Aim of the task
Only the lines from the one containing "trunk, dropping a point on every instance." through the last line below should be written out, exactly and with both ends kept.
:: Input data ::
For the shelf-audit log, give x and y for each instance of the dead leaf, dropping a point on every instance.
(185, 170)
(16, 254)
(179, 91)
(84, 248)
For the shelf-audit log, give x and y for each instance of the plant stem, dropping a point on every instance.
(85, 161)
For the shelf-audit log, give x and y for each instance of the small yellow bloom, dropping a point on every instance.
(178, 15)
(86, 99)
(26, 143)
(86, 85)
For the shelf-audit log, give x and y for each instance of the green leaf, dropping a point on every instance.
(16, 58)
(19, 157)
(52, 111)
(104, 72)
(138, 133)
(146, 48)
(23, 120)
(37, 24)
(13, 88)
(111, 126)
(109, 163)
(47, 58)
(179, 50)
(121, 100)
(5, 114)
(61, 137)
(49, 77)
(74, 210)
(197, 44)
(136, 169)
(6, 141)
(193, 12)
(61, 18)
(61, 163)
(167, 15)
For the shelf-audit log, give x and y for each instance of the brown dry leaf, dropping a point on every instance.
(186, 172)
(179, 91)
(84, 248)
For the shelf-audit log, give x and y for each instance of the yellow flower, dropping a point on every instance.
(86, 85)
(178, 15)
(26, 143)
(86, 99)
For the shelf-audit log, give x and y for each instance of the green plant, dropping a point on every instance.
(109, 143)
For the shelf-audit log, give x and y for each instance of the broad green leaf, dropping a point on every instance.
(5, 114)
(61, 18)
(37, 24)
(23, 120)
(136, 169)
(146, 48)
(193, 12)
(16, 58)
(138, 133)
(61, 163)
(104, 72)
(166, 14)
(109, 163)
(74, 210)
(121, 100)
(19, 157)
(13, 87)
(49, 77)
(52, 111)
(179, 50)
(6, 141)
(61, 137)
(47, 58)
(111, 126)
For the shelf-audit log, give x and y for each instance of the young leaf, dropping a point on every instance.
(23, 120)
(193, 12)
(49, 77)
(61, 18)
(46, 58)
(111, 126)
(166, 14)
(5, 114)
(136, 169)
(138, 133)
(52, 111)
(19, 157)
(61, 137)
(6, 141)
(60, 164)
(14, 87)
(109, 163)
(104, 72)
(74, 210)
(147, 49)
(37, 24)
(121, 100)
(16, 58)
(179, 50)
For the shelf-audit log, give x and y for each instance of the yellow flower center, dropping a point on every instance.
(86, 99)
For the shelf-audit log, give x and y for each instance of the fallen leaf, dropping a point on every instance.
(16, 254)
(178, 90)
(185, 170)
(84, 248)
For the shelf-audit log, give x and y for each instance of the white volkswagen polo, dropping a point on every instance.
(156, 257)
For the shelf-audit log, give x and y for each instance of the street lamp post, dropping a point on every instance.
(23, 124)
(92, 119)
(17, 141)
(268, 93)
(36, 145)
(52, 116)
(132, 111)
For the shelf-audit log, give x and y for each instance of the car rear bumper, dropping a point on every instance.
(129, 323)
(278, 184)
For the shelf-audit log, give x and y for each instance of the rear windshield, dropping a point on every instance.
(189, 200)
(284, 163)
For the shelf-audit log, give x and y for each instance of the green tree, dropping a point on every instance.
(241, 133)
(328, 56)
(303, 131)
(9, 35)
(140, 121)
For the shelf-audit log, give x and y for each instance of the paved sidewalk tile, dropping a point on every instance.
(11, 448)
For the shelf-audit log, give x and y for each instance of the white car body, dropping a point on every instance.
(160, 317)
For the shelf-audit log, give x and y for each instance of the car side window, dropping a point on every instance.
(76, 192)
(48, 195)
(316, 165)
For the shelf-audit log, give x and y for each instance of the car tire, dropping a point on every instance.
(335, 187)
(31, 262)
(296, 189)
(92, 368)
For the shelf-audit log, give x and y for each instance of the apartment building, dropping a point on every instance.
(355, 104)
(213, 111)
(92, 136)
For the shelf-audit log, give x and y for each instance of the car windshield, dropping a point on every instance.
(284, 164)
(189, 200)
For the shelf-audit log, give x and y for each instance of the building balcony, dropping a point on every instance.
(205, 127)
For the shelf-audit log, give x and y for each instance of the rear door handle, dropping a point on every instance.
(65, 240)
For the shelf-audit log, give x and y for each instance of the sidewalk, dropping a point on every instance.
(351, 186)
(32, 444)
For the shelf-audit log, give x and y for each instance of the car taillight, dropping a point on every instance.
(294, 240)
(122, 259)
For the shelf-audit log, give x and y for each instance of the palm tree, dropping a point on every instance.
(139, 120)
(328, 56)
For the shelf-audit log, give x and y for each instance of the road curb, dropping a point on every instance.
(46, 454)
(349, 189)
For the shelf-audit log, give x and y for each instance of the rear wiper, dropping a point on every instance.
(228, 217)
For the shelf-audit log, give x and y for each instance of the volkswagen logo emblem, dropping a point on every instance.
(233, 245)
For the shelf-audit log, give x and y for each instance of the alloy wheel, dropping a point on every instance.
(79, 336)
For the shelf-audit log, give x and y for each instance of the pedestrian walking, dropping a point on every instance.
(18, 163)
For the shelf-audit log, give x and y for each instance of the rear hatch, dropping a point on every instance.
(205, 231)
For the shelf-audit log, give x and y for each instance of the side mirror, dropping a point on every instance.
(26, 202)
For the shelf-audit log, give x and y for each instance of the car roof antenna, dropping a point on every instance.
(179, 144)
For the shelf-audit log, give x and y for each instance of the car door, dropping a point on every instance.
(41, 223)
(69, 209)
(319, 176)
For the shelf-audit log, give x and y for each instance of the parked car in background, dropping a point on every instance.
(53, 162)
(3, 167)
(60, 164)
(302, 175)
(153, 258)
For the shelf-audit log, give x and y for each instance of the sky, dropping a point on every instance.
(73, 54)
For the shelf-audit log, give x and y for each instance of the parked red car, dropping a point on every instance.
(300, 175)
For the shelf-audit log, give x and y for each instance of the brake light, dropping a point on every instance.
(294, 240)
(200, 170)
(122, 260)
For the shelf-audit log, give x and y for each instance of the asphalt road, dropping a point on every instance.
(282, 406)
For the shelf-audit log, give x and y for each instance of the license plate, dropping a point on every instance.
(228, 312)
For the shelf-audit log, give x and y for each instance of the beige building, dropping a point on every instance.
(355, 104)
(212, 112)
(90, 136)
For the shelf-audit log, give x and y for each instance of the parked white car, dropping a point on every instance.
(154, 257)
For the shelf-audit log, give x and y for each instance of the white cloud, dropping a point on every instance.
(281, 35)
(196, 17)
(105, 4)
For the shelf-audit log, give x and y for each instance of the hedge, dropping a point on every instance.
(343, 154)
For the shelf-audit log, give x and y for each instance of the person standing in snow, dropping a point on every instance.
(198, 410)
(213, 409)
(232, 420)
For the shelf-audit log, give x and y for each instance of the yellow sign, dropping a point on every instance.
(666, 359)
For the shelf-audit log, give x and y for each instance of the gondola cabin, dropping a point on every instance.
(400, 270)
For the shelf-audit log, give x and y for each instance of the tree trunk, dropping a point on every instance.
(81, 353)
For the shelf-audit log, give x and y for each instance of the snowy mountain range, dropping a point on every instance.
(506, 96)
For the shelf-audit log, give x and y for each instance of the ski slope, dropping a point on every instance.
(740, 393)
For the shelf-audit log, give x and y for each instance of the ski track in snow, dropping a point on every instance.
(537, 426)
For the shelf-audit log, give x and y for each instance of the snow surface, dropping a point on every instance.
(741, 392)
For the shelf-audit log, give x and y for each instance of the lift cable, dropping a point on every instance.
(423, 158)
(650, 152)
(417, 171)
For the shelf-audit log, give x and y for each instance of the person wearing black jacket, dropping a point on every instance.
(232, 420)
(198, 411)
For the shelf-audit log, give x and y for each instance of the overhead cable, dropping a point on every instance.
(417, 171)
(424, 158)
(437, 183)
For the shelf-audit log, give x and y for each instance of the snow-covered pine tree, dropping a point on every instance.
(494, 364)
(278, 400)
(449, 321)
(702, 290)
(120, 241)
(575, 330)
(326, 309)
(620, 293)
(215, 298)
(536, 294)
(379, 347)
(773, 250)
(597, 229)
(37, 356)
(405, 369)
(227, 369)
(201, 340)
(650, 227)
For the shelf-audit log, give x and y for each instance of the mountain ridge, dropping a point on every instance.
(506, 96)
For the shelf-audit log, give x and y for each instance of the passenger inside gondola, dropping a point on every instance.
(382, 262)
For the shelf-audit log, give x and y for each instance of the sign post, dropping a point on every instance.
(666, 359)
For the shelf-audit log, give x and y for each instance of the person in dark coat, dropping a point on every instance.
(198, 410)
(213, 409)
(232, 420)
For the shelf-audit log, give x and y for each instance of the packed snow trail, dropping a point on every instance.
:::
Written solution
For the shelf-audit log, give x and y for each instance of the tree trunk, dropping a point on every instance.
(81, 353)
For the shelf-audit log, give x and y for each instance of the snowy mountain range, dropping a point on every instance.
(506, 96)
For the shelf-audit log, give x and y for each instance of the ski slope, dropping a point on every instance.
(740, 393)
For the shelf-audit log, give x and y for each instance of the ski track in snow, dropping a point on every instance.
(537, 426)
For the shelf-audit log, give x and y for each instance of the snow surface, dropping a point on every instance.
(741, 392)
For the shelf-audit log, give x and y for each instance of the lift cable, dropping a point on every instance.
(423, 158)
(650, 152)
(417, 171)
For the shelf-audit log, give x and y for each instance of the person wearing black jacket, dropping a point on every instance.
(232, 420)
(198, 411)
For the shelf-audit log, give x and y for each instance of the overhead cable, dropping a point on every instance.
(417, 171)
(424, 158)
(437, 183)
For the shelf-audit log, give x and y for each instance of the snow-covered pine tree, dropping a point on every instance.
(494, 364)
(278, 400)
(449, 321)
(702, 290)
(120, 241)
(575, 330)
(326, 309)
(620, 293)
(215, 298)
(536, 294)
(379, 347)
(773, 250)
(597, 229)
(37, 356)
(405, 369)
(227, 369)
(201, 340)
(650, 227)
For the shelf-audit log, give x and y for each instance of the mountain ridge, dropping a point on every instance.
(506, 96)
For the shelf-audit log, give x and y for each instance of the passenger inside gondola, dropping a point on every instance.
(382, 262)
For the shelf-audit log, give x and y for each instance of the sign post, dropping a point on every instance.
(666, 359)
For the shelf-audit log, give x and y for each instance of the person in dark coat, dropping a point on every instance.
(198, 410)
(213, 409)
(232, 420)
For the shelf-audit log, give x and y for each instance of the packed snow trail, dropping a point on every instance.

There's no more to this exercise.